• Given data:
————————

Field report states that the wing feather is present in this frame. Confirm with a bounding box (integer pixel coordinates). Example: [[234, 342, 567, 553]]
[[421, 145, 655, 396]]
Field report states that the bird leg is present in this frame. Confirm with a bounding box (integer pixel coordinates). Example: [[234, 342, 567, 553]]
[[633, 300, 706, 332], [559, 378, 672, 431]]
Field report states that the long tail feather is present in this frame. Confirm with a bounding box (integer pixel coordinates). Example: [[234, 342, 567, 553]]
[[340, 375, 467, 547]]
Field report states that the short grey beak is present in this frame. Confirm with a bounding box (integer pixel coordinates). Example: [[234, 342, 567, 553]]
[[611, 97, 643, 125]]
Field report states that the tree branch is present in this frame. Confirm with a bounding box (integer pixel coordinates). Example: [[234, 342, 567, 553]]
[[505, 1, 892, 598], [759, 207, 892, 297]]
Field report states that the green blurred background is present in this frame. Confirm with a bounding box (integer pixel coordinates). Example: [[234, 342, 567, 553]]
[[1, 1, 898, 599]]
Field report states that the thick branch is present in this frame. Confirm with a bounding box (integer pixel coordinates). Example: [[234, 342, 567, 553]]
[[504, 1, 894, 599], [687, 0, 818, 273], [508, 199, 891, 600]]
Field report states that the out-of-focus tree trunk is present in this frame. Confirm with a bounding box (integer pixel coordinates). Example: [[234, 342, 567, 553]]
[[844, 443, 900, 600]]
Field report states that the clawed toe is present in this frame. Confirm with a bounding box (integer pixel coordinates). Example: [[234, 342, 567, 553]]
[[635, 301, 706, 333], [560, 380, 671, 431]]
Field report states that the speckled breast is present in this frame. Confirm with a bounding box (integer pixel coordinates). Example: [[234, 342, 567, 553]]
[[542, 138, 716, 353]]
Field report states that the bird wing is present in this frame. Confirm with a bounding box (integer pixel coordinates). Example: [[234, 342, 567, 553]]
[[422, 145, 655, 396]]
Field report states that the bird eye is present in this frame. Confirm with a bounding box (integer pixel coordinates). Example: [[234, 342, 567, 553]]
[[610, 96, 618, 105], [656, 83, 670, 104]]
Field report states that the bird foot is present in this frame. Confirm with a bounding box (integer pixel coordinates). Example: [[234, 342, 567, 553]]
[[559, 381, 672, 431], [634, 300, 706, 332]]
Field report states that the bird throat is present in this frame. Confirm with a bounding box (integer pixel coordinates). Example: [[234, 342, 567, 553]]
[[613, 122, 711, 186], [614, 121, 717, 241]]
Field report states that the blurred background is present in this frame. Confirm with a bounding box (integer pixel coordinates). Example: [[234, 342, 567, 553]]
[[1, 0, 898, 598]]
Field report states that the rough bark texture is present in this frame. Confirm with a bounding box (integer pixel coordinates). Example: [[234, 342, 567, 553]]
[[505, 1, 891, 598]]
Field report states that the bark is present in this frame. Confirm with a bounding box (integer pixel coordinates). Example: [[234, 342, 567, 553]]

————————

• What is required: From the line containing "Field report states that the clawed" through the closing line of the material above, return every line exactly and omit all others.

• Exercise solution:
Field report states that the clawed toe is present in this frame. Confirm with a bounding box (integer pixel coordinates). Example: [[234, 342, 567, 553]]
[[635, 301, 706, 333], [560, 380, 671, 431]]
Field report states that the speckled breast is present in this frame. Confirm with a bounding box (integer pixel coordinates). Example: [[234, 342, 567, 553]]
[[542, 138, 716, 353]]
Field report states that the bird wing is present in this frame. Confirm with a bounding box (integer pixel coordinates). Example: [[234, 342, 567, 553]]
[[422, 145, 655, 396]]
Field report states that the bird eye is present in this frame. Confirm with a bounding box (integer pixel coordinates). Example: [[234, 342, 567, 553]]
[[610, 96, 618, 105], [656, 83, 670, 104]]
Field report states that the bird foot is present in this frame. Confirm with a bounding box (integer pixel coordinates). Example: [[234, 342, 567, 553]]
[[559, 381, 672, 431], [634, 300, 706, 332]]
Field report states that the bird throat is present in this frame. Confirm with a bounding box (integer pixel coordinates). Example: [[234, 342, 567, 553]]
[[613, 122, 711, 186], [614, 121, 717, 241]]
Field report states that the blurred background is present in this frame. Confirm with a bounding box (integer pixel coordinates). Example: [[234, 342, 567, 553]]
[[1, 0, 898, 598]]
Field report states that the rough bark texture is present in this frame. Confirm with a bounding box (integer pixel coordinates). Example: [[234, 342, 567, 553]]
[[505, 1, 891, 598]]
Field report states that the bark is present in this frame. Confirm with a bounding box (integer pixel coordinates). Example: [[234, 342, 567, 553]]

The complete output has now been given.